◆ Working data
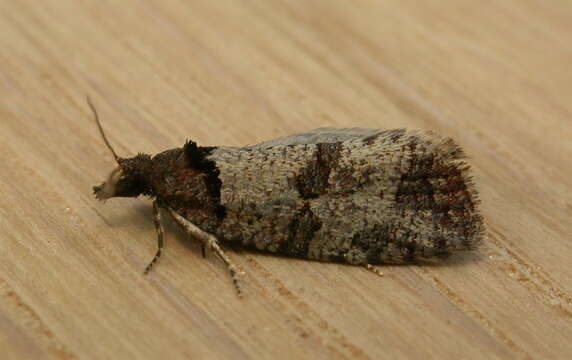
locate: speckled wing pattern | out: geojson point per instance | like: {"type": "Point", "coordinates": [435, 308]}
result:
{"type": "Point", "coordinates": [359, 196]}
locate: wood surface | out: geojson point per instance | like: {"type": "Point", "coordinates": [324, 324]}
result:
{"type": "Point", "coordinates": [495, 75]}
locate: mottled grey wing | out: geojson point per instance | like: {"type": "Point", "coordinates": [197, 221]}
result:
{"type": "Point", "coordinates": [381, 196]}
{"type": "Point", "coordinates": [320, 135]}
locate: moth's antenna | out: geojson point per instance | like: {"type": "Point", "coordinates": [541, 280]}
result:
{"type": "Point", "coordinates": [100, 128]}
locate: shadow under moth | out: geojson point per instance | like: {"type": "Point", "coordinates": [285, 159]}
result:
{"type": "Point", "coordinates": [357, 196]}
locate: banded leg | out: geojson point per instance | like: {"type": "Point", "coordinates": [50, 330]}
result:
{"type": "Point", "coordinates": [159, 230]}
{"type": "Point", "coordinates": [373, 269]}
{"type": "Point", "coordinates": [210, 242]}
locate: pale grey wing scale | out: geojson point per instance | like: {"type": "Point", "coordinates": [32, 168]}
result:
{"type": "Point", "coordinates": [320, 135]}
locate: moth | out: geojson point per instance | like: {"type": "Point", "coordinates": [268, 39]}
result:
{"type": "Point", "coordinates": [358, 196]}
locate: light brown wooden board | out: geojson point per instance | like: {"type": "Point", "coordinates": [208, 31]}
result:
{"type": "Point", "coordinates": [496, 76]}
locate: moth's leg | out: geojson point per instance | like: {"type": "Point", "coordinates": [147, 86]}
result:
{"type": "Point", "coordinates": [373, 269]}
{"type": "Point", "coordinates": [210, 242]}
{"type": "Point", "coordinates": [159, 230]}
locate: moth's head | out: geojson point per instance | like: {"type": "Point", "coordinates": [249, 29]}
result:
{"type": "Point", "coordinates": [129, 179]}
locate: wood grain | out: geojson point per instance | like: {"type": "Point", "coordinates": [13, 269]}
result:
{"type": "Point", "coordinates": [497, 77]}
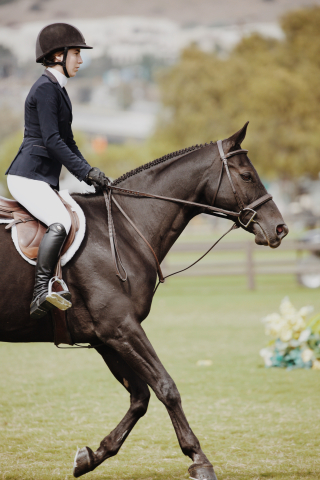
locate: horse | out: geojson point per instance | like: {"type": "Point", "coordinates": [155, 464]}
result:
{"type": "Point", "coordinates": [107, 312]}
---
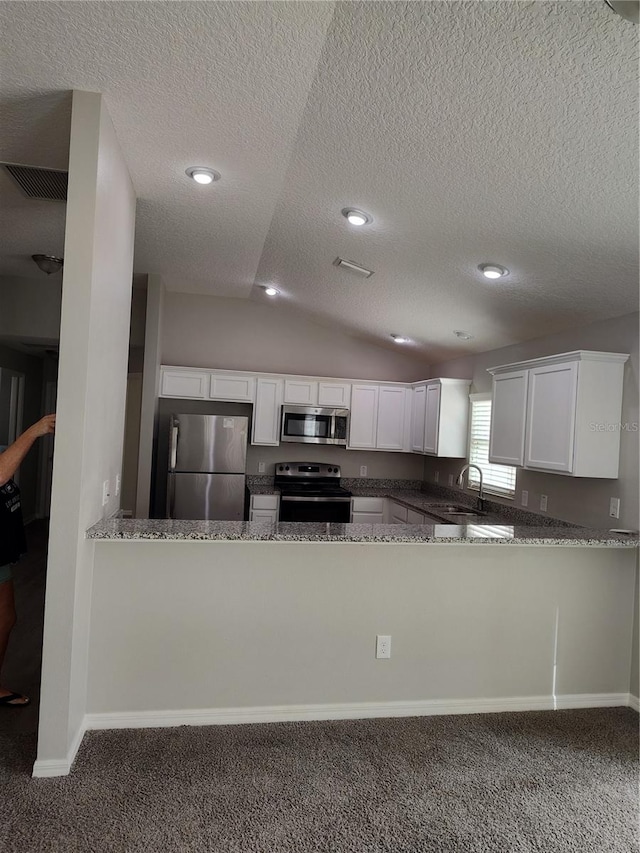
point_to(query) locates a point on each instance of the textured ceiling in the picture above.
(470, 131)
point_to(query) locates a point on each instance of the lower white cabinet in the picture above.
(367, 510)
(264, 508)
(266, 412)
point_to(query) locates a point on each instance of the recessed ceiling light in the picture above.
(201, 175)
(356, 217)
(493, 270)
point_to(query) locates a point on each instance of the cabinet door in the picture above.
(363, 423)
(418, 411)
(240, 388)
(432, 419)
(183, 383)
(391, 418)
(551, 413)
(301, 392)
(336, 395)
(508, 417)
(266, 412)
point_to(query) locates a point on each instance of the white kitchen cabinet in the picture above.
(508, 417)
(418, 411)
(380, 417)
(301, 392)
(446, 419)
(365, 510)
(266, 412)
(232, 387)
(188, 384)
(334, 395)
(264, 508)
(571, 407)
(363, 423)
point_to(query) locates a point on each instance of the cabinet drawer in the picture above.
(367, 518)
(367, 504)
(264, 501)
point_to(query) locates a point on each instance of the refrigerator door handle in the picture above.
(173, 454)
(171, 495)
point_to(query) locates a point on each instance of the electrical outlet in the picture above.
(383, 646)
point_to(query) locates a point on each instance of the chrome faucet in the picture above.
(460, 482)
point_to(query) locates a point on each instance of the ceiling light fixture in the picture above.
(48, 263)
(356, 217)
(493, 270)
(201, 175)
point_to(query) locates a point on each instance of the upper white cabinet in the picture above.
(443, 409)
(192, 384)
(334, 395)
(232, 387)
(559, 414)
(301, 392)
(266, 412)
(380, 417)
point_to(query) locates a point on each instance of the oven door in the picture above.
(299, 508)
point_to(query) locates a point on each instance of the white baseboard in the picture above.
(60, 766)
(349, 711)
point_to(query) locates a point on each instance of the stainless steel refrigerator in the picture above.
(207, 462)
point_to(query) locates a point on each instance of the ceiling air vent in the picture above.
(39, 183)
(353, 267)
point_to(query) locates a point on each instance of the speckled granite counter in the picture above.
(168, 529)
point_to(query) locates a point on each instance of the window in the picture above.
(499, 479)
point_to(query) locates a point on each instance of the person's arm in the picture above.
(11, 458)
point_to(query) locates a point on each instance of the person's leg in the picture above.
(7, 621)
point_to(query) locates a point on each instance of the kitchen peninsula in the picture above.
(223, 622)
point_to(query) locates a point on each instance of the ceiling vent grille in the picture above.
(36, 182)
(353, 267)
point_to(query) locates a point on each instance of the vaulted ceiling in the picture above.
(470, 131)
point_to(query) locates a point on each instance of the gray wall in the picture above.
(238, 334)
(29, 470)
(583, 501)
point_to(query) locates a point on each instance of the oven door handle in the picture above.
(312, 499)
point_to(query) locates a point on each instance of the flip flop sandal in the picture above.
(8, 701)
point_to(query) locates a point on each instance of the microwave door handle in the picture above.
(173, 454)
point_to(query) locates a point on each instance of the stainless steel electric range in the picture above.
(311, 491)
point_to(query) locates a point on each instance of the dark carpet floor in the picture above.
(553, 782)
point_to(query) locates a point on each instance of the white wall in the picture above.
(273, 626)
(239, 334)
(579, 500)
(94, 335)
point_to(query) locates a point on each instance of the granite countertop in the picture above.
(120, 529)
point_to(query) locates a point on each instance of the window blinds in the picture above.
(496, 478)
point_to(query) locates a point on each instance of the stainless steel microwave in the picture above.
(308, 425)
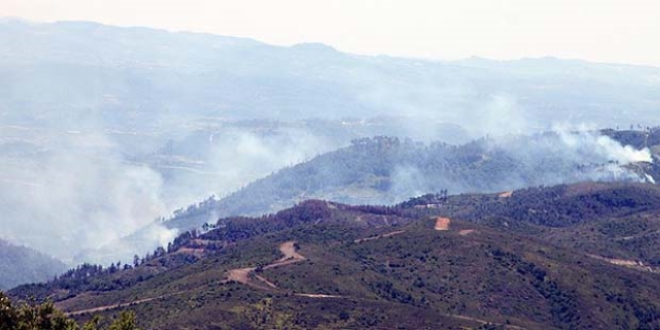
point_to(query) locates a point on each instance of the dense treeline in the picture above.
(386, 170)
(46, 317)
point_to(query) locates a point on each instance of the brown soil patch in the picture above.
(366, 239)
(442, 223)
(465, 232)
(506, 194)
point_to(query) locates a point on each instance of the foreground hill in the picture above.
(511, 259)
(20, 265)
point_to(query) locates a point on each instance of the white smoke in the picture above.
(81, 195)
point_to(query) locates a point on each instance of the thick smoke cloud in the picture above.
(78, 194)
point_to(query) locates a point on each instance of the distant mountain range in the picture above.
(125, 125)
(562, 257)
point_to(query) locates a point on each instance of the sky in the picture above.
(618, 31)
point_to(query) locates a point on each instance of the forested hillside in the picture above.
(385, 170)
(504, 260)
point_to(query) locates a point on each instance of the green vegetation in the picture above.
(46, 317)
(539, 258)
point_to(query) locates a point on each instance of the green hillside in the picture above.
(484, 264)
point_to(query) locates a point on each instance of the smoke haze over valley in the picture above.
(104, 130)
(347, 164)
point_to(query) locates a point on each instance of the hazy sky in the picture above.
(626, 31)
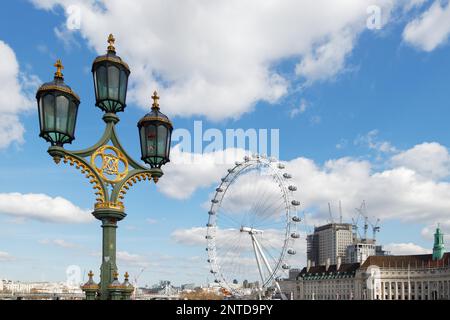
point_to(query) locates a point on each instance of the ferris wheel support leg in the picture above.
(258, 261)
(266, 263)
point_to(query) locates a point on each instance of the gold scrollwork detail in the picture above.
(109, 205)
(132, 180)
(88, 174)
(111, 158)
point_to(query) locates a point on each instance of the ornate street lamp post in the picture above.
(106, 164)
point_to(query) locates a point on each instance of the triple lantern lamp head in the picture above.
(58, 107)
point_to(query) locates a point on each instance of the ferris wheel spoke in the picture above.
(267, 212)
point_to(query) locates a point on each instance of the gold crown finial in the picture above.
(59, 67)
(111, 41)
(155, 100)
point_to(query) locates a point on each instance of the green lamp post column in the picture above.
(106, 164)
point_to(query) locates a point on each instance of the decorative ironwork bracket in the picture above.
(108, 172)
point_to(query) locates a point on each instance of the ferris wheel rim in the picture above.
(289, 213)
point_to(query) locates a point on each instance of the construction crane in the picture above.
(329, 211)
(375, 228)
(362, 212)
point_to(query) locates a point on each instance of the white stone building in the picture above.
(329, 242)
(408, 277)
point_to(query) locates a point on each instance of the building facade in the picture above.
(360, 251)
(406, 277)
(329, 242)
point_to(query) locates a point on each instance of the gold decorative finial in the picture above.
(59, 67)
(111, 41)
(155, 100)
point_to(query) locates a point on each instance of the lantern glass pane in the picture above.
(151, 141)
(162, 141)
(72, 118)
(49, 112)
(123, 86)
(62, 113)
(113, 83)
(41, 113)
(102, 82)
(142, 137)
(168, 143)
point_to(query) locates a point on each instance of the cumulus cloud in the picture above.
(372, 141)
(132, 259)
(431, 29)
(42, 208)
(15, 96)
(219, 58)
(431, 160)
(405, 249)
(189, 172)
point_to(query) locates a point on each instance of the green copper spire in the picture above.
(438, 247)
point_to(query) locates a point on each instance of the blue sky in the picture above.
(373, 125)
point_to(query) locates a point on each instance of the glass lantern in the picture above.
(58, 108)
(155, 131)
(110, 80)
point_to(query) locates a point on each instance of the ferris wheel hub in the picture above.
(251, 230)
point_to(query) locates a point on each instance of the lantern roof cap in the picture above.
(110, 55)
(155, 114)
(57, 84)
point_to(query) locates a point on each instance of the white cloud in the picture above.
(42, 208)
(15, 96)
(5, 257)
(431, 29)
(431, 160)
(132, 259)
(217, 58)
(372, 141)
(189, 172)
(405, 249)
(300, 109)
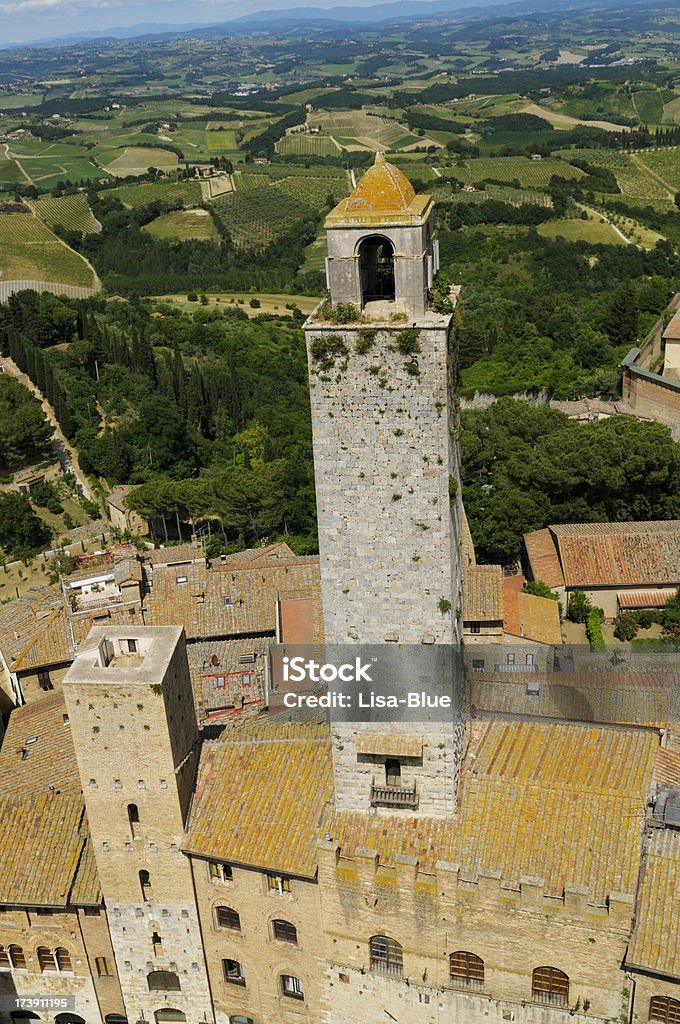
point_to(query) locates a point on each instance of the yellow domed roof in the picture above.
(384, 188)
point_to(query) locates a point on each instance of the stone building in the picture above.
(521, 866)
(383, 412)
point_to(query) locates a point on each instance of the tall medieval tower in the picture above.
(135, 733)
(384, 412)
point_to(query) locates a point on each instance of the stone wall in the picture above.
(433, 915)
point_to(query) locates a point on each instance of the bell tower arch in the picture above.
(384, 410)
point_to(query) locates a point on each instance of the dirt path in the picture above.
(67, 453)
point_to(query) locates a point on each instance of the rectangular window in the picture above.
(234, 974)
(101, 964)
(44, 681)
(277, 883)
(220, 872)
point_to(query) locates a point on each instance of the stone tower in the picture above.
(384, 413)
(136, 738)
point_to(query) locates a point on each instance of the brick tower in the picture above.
* * *
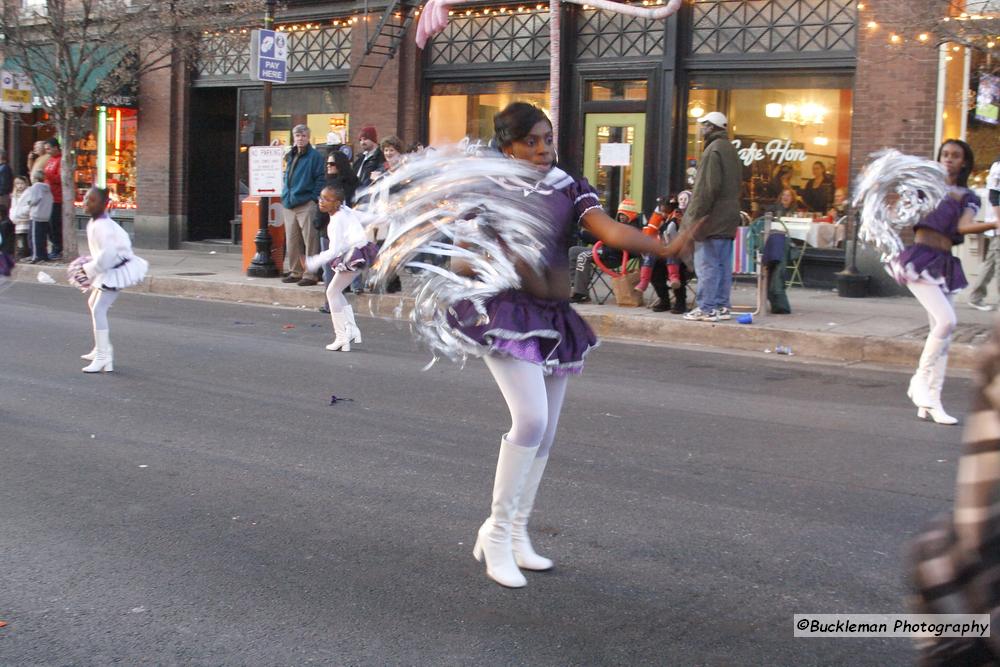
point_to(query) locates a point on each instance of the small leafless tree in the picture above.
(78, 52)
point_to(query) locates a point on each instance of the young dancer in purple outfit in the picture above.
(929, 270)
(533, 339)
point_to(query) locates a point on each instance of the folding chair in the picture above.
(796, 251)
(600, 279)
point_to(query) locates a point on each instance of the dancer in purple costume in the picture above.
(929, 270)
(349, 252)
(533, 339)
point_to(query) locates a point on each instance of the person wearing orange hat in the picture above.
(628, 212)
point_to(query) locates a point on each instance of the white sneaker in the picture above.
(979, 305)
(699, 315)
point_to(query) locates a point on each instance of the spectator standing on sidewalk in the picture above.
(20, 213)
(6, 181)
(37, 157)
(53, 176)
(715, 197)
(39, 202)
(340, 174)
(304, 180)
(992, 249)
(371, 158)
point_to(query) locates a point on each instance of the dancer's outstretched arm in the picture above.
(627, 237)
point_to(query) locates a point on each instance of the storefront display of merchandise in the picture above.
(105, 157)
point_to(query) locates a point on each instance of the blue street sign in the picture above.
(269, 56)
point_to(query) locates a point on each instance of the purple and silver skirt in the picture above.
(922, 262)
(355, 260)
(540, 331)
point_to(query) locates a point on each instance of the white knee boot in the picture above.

◆ Work request
How many lines of the entries above include the word "wing"? Answer with the number only.

◆ Result
3